▸ Extract
———

Dr Jason Allen-Paisant
- Position: Associate Professor of Aesthetic Theory and Decolonial Thought
- Areas of expertise: Theatre studies; performance studies; African diaspora studies; poetics; critical race theory; performance and justice
- Email: J.Allen1@leeds.ac.uk
- Phone: +44(0)113 343 4734
- Location: 5.02.04 School of English
- Website: African-Atlantic Futures | Twitter | LinkedIn
Profile
I am Associate Professor of Aesthetic Theory and Decolonial Thought, with joint appointments in the School of English and the School of Languages, Cultures and Societies. I am also currently the Director of the Institute for Colonial and Postcolonial Studies, having taken over from Professor Graham Huggan in September 2020.
I explore the ways in which Afro-diasporic artists and communities shape their futures through embodied, living philosophies. My work is deeply concerned with poetry; its embodied, spatialized, sensed ontologies; and the overlaps between poetry and philosophy. My creative writing (poetry, memoir, critical life writing) addresses issues of time, race, class, and the environmental conditions underpinning Black identity. It has appeared on The BBC, in The Guardian, Granta, The Poetry Review, PN Review, Carcanet’s New Poetries VIII, Callaloo, among other places. A 2021 Irish Times and Poetry School book of the year, my book Thinking with Trees was published in June 2021 by Carcanet Press and has garnered international critical acclaim; it won the poetry category of the 2022 OCM Bocas Prize for Caribbean Literature. You can read more about it in this feature by the On Being Project. My monograph Thinking with Spirits: Engaging Art and the Political through Aimé Césaire is currently under contract with Oxford University Press.
I graduated from the University of Oxford in 2015 with a DPhil in Medieval and Modern Languages and joined the University of Leeds in 2016 as a Leverhulme Early Career Fellow. At Leeds, I serve as board member of LUCAS (Leeds University Centre for African Studies) and as member of the Leeds University Poetry Centre. I also serve on the editorial board of Callaloo: Journal of African Diaspora Arts and Letters.
In September 2018, as part of my Leverhulme Fellowship at the University of Leeds, I convened a three-day international and interdisciplinary conference called ‘Memory and Performance in African-Atlantic Futures’.

———

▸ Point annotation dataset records

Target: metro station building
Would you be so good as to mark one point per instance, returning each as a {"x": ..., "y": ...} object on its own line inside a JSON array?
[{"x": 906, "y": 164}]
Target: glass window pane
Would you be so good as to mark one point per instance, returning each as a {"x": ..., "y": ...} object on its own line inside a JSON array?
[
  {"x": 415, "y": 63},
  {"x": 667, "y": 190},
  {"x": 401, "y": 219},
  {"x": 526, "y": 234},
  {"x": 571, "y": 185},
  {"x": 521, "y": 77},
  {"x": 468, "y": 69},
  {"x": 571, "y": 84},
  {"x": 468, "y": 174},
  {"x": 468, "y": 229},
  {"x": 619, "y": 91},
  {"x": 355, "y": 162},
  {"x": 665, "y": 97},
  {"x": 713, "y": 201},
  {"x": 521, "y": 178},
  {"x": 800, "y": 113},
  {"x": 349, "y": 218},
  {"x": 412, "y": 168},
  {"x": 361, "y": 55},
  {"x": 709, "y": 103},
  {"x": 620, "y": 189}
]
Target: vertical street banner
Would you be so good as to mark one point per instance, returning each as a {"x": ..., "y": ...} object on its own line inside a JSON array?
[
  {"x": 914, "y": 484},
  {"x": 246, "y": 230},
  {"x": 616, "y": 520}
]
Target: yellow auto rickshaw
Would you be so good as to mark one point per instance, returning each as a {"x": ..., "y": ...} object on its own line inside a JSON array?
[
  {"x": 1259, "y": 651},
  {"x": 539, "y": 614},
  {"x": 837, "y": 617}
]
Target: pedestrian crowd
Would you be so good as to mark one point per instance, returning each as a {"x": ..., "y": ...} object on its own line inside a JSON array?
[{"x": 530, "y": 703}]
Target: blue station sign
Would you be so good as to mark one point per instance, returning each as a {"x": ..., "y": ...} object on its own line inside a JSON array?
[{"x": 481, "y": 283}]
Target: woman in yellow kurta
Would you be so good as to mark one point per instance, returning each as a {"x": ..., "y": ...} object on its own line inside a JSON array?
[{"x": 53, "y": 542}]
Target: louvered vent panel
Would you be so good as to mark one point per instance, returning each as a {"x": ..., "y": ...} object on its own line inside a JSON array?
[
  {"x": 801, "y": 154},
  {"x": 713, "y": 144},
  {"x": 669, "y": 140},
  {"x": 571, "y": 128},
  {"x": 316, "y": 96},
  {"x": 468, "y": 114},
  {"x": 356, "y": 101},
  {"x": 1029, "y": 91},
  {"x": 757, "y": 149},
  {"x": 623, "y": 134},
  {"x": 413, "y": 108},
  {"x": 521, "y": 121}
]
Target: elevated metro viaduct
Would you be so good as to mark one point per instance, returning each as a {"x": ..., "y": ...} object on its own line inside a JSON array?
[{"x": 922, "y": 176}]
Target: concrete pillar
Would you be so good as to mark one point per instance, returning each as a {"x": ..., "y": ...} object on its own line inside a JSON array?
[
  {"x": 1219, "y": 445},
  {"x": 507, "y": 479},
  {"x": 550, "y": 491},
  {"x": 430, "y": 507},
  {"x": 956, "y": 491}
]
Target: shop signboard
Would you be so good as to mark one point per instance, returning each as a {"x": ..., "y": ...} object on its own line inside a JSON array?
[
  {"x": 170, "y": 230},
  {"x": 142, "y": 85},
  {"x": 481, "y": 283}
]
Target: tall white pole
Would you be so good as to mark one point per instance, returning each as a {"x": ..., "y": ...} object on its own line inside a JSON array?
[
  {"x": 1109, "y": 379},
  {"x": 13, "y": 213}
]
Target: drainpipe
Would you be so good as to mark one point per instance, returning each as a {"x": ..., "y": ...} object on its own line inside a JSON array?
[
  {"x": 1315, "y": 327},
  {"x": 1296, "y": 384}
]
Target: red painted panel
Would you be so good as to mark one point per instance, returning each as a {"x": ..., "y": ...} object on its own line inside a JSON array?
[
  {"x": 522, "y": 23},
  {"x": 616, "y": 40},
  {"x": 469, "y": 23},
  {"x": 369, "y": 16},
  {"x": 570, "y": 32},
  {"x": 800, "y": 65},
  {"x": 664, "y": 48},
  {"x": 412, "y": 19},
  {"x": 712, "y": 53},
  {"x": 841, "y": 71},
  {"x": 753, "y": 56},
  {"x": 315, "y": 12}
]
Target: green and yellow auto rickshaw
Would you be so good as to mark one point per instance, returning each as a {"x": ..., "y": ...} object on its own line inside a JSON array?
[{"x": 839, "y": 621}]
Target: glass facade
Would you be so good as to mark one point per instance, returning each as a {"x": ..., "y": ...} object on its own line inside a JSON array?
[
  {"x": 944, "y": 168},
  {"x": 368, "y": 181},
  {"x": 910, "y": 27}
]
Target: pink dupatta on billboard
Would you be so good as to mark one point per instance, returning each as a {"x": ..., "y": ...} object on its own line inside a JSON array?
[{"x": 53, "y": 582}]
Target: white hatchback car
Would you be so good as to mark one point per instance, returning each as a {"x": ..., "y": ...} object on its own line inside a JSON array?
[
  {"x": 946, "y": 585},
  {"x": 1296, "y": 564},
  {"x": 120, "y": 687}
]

———

▸ Set exercise
Does the profile of Jason Allen-Paisant support each of these statements? Answer yes or no for each, quoting the words of the profile that decide it. 1. He succeeded Professor Graham Huggan as Director of the Institute for Colonial and Postcolonial Studies. 2. Oxford University Press published Thinking with Trees. 3. He joined the University of Leeds in 2015.

▸ Exercise result
1. Yes: "having taken over from Professor Graham Huggan in September 2020."
2. No: "my book Thinking with Trees was published in June 2021 by Carcanet Press."
3. No: "joined the University of Leeds in 2016 as a Leverhulme Early Career Fellow."